--- START OF RECORD EXTRACTS ---

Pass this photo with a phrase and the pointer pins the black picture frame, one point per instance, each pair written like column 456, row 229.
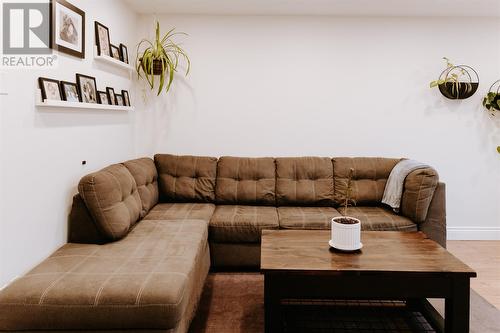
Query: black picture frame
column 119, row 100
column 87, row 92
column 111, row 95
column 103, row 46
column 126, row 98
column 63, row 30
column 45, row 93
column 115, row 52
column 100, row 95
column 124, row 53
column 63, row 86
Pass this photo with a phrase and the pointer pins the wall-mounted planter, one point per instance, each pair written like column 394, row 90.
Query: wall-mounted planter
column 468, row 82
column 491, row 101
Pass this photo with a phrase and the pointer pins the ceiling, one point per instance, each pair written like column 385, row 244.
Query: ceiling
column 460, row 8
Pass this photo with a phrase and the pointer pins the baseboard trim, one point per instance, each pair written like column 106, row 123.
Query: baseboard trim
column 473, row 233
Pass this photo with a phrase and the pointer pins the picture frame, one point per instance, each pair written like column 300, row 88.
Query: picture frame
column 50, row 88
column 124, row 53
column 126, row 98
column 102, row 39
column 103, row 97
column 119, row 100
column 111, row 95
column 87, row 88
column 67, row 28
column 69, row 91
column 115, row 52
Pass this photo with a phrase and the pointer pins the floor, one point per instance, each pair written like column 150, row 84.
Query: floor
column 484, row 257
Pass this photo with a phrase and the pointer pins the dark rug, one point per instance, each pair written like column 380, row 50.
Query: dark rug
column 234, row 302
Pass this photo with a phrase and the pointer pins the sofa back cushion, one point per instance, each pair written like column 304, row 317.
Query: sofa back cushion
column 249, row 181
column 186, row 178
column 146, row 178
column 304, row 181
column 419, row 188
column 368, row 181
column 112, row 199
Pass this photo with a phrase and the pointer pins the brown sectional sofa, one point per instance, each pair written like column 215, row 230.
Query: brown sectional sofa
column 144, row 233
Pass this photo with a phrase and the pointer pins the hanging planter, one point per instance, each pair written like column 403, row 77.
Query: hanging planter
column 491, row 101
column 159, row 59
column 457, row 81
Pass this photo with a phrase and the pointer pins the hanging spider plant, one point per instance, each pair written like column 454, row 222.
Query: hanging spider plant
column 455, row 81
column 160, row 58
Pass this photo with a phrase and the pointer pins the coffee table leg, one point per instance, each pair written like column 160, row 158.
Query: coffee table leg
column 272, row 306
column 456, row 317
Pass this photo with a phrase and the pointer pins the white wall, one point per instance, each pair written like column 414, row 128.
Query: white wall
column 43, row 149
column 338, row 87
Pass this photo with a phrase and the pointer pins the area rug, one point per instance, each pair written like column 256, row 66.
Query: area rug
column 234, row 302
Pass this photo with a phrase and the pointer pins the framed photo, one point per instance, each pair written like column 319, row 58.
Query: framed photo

--- END OF RECORD EXTRACTS ---
--- START OF RECORD EXTRACTS ---

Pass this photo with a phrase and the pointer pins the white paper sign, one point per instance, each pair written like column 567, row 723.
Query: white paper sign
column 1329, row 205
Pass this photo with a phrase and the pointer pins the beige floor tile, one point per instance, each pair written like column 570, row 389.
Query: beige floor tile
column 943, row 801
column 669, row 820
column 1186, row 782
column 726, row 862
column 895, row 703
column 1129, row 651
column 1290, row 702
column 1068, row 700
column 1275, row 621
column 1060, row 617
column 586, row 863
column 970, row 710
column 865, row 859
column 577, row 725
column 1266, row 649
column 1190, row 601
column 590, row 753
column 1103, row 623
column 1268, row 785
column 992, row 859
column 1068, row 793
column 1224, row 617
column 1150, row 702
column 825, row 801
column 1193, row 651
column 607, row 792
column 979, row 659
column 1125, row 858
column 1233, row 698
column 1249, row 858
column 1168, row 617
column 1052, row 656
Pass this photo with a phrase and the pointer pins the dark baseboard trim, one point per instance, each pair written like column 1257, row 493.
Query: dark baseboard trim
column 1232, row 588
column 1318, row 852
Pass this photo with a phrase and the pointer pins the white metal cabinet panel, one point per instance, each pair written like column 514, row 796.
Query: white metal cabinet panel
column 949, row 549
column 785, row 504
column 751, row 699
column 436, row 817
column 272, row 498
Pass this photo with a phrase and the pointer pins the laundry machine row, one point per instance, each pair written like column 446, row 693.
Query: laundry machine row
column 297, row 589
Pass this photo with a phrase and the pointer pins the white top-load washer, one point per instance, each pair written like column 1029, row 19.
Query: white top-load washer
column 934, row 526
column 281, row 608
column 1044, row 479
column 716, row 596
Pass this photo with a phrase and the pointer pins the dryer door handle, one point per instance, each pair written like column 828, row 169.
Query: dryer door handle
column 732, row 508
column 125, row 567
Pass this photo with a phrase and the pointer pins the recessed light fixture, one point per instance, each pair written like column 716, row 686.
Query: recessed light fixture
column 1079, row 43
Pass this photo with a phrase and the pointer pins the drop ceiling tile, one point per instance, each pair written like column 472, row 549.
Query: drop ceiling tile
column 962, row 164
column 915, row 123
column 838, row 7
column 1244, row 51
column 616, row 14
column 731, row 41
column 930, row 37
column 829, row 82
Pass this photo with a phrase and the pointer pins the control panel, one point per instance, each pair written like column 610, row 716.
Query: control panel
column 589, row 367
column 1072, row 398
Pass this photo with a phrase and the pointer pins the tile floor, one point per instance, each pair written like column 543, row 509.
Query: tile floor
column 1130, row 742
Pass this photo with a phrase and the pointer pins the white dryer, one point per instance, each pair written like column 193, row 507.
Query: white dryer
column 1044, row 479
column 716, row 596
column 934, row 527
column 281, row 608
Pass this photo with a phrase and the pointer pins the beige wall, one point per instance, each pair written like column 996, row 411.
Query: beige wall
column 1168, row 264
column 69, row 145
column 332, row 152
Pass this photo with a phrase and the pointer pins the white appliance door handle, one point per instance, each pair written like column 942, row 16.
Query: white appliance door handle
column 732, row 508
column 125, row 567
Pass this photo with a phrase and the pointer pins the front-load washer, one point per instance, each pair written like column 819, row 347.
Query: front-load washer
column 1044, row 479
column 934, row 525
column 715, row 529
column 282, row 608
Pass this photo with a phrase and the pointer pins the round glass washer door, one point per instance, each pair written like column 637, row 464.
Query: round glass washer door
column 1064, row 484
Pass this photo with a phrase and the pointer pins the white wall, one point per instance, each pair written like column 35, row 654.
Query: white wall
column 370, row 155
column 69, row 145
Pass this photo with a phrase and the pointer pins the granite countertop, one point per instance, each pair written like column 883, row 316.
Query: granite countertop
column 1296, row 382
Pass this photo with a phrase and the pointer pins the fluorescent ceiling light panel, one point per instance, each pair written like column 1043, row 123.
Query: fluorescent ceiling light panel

--- END OF RECORD EXTRACTS ---

Turn the lines from the one containing "456, row 229." through the one containing "column 473, row 233", both included, into a JSON list of strings with one string per line. Skip blank lines, and leave the pictures out.

*EXPECTED OUTPUT*
[
  "Pass this photo with a phrase and the pointer pins the black picture frame, one point per instance, each pair written like column 456, row 229.",
  "Query: black picture frame",
  "column 119, row 100",
  "column 87, row 92",
  "column 111, row 95",
  "column 103, row 46",
  "column 126, row 98",
  "column 63, row 30",
  "column 45, row 93",
  "column 115, row 52",
  "column 100, row 95",
  "column 124, row 53",
  "column 63, row 86",
  "Pass this photo with a phrase and the pointer pins the wall-mounted planter, one point per instance, each pair written like column 394, row 90.",
  "Query: wall-mounted planter",
  "column 468, row 82",
  "column 491, row 101",
  "Pass this photo with a phrase and the pointer pins the ceiling, one point per instance, each pair written like column 385, row 244.",
  "Query: ceiling",
  "column 460, row 8",
  "Pass this photo with a phrase and the pointer pins the baseboard trim, one point per instance, each pair written like column 106, row 123.",
  "Query: baseboard trim",
  "column 473, row 233"
]